That would be my advice, actually I'm just out to get a 17-40 for my 60d myself and use it there until I grab a ff body.

_Please: don't let yourself be talked into buying gear you cannot handle (yet!). _

When I bought my 60d 2 years ago I thought about the 5d2, but I now know that it would have been wasted on me with my experience then. Just keep using the 60d with ef lenses until you maxed it out and really know that the limit is the camera and not your experience, and only then go get a new body. By that time, that'll be the 6d mk2 or 5d mk4 - and you'll have saved a lot of money and skipped piling up mediocre high-iq shots.

But it's your money, and Canon depends on people buying high end gear to feel more secure :->


----------



## dhofmann (Nov 20, 2012)

The only way you are limited with your current gear is that you don't have a lens that goes very wide. So the 10-22mm would be useful.

Your 18-135mm lens isn't very sharp. I'd replace it with the 15-85, plus one of the 70-200mm lenses with image stabilization (the ones without aren't very sharp).

If you do bounce flash, and you've tried different flash modifiers and gels, and you are able to shoot with the flash off the camera, then you've got your lighting needs covered.

It's been six years, thousands of photos, and a new APS-C camera since my first one, and I still don't see a compelling need to switch to FF. Composition, lighting, technique, good lenses, and Lightroom give me everything I need.


----------



## DanielW (Nov 20, 2012)

Wow, lots of great pieces of advice!

@ Random Orbits
Sounds good to me! I was even considering getting only the 24-105 lens now and then buy some FF body later. The only thing that bothered me was that it's not so fast, but who wants a shallow DoF for group portraits anyway?

@ billnelson75
Yes, that's an option, too, sticking with primes only. I've considered the new 35 f/2 or the Sigma 35 f/1.4 for having a true ~50 mm, since the 50 f/1.4 is oftentimes a tad too narrow on my 60D. Maybe one 24-105 and a fast 28 or 35 prime for shallow DoF when needed, considering my 18-135 should be enough for WA for now.

@ RLPhoto
Wish I'd bought it used as my first camera, since I don't care about video anyway. (I've just checked at Amazon, they won't ship a used one to Brazil because of some policies.) 

@ rpt
Agreed. The 24-105, with or without a FF camera, seems to be the better choice.

@ 7enderbender
I don't mind so much shooting other folks' events by now because there's really no big pressure, but since I'm getting a few keepers now and then, expectations are slowly increasing (and hopefully will continue to do so, reflecting technique improvements). I think everyone that begins to shoot and study goes through this, "wow, I loved it! You MUST shoot my girl's birthday party!" Guess I fear not having the right tools and taking lousy pics... (About 2 mo ago I shot a friend's daughter birthday in a large room with a really low, dark wooden ceiling... Oh, what a high-ISO, straight-on-the face flash nightmare trying to avoid blur on those little quick hands...)

## Task list:
• a. Reproduce the part of the camera forum thread between "When I bought" and "dhofmann (Nov 20, 2012)", inclusive.
• b. Condense the paragraph of the camera forum thread that begins "When I bought my 60d 2 years ago" into a short bulleted list that keeps its main facts.

## Information shown:
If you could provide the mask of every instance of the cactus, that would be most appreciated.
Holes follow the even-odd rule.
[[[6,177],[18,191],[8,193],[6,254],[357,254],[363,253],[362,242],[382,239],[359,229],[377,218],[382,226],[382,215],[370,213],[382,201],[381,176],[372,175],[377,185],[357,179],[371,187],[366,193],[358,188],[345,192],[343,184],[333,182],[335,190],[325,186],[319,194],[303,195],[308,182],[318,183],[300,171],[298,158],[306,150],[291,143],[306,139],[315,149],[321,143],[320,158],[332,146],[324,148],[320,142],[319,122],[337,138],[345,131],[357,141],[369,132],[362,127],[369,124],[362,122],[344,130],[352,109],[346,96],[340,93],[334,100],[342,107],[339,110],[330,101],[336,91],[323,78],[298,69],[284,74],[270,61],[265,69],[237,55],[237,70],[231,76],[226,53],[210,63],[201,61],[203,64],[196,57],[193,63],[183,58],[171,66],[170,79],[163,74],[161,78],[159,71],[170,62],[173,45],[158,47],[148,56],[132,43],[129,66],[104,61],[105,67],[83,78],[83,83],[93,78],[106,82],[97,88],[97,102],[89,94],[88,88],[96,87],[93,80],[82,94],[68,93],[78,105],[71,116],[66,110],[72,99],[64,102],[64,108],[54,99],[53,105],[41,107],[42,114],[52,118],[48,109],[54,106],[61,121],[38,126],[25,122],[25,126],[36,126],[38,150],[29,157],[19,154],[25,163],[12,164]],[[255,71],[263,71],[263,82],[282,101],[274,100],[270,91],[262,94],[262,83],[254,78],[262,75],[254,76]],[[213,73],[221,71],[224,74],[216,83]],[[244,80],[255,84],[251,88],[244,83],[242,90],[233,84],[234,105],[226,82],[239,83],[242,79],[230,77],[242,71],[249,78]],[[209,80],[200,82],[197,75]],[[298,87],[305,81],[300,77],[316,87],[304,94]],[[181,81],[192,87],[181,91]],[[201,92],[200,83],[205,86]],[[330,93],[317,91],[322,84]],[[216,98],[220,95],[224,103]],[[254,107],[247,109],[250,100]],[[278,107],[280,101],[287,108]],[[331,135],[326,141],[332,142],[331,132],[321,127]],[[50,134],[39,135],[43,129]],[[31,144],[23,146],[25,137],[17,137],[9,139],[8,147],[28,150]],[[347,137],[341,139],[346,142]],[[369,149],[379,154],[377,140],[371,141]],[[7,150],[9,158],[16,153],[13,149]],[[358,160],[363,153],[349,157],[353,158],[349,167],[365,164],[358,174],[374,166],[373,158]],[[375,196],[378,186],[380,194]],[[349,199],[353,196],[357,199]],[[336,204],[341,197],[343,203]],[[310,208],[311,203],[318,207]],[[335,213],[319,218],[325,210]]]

## Answers to the exercise:
• a.
When I bought my 60d 2 years ago I thought about the 5d2, but I now know that it would have been wasted on me with my experience then. Just keep using the 60d with ef lenses until you maxed it out and really know that the limit is the camera and not your experience, and only then go get a new body. By that time, that'll be the 6d mk2 or 5d mk4 - and you'll have saved a lot of money and skipped piling up mediocre high-iq shots.

But it's your money, and Canon depends on people buying high end gear to feel more secure :->


----------



## dhofmann (Nov 20, 2012)

• b.
- Two years ago, when buying the 60d, the writer considered the 5d2 but now knows it would have been wasted given their experience at the time.
- Keep using the 60d with EF lenses until you have maxed it out and know the limit is the camera, not your experience.
- Only then buy a new body, which by that time will be the 6d mk2 or 5d mk4.
- Waiting saves a lot of money and avoids piling up mediocre high-IQ shots.